(Contour labeling items)
+ + + + +

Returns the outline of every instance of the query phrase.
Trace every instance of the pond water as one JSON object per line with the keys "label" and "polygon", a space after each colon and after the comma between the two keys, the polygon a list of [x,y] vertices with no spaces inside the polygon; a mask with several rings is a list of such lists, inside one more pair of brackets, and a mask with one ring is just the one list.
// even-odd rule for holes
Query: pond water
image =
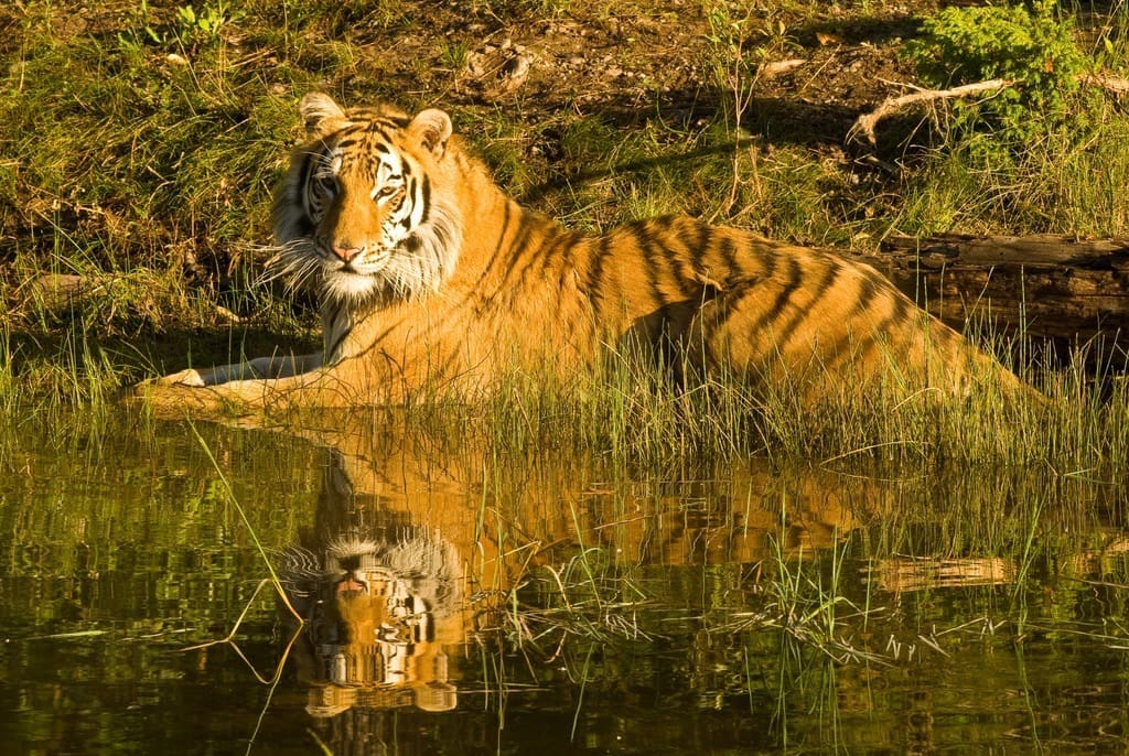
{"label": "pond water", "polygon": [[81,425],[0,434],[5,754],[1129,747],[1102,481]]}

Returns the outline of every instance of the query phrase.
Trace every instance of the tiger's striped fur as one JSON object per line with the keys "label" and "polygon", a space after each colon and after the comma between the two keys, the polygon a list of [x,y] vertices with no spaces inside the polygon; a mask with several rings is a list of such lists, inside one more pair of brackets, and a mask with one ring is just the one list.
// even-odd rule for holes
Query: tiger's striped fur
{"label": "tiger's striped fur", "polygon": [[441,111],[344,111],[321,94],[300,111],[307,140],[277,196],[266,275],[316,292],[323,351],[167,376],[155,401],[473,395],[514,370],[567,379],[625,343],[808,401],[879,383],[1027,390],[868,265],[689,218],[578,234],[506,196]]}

+ + + + +

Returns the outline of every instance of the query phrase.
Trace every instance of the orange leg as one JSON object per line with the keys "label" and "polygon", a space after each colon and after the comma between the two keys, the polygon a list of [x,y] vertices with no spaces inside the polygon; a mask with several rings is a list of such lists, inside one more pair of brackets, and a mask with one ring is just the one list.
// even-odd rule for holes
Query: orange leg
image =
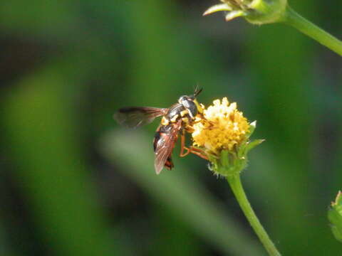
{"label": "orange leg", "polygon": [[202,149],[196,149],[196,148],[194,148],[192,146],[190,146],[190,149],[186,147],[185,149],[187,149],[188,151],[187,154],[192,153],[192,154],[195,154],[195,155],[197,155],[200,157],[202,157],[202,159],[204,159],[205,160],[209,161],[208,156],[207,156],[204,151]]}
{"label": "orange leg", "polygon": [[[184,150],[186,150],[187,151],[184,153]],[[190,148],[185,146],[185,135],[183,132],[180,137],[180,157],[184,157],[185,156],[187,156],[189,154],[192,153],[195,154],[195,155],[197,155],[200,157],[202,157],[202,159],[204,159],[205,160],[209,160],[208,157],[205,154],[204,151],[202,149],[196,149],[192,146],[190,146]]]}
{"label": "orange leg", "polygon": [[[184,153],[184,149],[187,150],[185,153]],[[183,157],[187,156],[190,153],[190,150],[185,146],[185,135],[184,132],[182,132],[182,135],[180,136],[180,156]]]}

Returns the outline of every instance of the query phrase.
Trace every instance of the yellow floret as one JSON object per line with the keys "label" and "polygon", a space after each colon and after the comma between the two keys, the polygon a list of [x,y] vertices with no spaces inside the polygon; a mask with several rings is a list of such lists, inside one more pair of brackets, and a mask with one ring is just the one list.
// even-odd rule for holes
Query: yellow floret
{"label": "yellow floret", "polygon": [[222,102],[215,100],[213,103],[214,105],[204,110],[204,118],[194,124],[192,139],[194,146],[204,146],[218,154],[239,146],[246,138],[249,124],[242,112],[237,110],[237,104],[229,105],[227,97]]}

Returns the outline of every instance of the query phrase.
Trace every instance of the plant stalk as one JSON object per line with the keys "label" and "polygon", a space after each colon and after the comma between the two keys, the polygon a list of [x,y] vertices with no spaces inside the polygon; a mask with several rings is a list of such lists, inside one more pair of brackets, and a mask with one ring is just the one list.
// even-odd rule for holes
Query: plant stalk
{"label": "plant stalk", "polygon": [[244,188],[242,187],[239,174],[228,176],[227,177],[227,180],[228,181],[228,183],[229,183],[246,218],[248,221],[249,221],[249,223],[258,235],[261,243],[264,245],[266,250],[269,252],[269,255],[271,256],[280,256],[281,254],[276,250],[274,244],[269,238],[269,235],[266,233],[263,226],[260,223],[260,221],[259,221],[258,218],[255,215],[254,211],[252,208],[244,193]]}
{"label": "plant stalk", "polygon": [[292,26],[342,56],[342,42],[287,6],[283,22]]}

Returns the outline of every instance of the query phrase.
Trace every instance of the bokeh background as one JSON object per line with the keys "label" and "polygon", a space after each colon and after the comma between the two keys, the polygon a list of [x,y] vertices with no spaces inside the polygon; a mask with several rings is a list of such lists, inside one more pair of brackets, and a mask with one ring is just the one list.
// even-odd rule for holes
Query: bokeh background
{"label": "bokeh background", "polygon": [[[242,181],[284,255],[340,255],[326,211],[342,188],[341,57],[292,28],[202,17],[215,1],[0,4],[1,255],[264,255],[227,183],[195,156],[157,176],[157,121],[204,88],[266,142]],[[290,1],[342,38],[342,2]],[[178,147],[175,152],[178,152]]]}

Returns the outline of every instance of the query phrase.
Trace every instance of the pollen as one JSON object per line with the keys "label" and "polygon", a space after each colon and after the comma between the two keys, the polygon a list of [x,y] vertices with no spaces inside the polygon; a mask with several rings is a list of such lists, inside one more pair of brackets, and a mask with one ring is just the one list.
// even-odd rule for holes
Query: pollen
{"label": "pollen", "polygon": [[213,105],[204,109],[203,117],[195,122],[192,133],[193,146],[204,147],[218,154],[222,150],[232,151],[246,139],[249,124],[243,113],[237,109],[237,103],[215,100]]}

+ + + + +

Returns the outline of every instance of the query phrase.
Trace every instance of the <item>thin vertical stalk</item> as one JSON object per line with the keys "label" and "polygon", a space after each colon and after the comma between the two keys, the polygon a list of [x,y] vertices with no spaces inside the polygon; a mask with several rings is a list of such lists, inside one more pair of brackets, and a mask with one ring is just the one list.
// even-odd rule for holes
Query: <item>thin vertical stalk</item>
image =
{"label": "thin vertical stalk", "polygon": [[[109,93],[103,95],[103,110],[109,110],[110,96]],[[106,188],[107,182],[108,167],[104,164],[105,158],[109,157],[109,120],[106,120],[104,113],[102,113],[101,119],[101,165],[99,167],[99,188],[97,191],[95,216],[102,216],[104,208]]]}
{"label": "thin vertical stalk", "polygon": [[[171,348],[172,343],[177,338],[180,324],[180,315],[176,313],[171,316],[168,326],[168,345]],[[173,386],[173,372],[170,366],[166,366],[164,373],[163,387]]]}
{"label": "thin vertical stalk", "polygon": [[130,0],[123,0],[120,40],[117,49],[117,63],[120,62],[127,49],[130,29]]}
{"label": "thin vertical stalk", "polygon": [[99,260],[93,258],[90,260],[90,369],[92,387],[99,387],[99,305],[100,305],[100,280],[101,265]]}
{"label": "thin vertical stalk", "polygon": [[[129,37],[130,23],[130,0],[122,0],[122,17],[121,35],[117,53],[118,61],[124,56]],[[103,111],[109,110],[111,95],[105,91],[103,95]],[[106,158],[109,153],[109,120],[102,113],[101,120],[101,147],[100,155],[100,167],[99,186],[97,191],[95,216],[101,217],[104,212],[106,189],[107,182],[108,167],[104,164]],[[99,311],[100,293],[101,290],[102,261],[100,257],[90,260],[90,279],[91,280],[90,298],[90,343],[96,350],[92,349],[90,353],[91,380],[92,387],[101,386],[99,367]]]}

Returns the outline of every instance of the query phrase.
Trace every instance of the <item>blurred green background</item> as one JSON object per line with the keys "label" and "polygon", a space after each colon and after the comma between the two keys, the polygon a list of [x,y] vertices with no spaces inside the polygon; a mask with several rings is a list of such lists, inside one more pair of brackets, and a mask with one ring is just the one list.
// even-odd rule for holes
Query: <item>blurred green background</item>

+ + + + +

YOUR GOAL: Which lines of the material above contain the word "water"? Copy each of those lines in full, treating case as significant.

EXERCISE RESULT:
Trace every instance of the pond water as one JSON object per line with the keys "label" and "polygon", a space after each colon and after the comma between the two keys, the polygon a list of [x,y] vertices with no spaces inside the polygon; a mask with several rings is a list of such lists, inside one more pair of brackets, and a mask with one ring is just the one list.
Query: pond water
{"label": "pond water", "polygon": [[81,425],[0,434],[5,754],[1129,747],[1102,481]]}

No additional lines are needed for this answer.